■ Problem details:
Locate every line in the material below that contains the string "trace", matching upper and lower case exactly, and copy each of those lines in full.

─── Input records

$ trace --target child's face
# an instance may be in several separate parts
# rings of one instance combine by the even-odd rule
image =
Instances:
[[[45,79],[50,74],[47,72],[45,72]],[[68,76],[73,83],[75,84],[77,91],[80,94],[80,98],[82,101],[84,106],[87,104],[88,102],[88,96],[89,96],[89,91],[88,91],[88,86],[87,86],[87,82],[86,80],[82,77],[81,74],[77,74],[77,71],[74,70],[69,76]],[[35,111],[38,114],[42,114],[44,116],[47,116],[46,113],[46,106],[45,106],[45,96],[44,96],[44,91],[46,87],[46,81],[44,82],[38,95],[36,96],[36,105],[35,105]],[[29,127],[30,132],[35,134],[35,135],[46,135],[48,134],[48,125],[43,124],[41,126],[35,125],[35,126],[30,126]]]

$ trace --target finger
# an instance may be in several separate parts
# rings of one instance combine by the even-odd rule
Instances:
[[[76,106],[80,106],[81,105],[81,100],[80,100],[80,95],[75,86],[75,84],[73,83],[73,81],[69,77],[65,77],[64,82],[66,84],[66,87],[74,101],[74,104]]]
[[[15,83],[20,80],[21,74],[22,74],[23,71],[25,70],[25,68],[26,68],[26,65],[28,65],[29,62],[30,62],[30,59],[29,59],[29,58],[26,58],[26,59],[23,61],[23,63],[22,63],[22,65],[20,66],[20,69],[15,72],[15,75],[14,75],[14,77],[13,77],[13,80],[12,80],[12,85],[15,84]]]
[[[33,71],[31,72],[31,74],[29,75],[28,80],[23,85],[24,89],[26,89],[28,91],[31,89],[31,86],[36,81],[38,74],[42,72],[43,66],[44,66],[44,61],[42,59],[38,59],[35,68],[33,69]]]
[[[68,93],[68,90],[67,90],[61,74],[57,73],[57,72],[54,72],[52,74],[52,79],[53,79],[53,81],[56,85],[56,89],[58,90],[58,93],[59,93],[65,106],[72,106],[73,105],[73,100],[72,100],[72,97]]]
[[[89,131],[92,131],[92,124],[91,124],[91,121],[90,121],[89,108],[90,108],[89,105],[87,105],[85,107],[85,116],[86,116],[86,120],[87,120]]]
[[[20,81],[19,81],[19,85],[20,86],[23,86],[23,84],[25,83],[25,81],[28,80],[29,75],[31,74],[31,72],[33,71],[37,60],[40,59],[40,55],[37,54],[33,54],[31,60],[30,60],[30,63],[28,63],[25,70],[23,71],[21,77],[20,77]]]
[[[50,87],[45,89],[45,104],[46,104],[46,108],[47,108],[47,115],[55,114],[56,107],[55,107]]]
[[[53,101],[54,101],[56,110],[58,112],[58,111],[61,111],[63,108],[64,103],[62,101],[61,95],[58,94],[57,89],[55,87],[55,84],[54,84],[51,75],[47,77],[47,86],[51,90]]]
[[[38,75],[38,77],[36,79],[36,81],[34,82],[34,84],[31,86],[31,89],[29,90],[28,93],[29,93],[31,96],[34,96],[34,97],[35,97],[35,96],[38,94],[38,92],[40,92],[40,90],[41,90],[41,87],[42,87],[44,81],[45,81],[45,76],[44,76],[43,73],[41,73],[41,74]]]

──────

■ Exercise response:
$ trace --target child's face
$ trace --target finger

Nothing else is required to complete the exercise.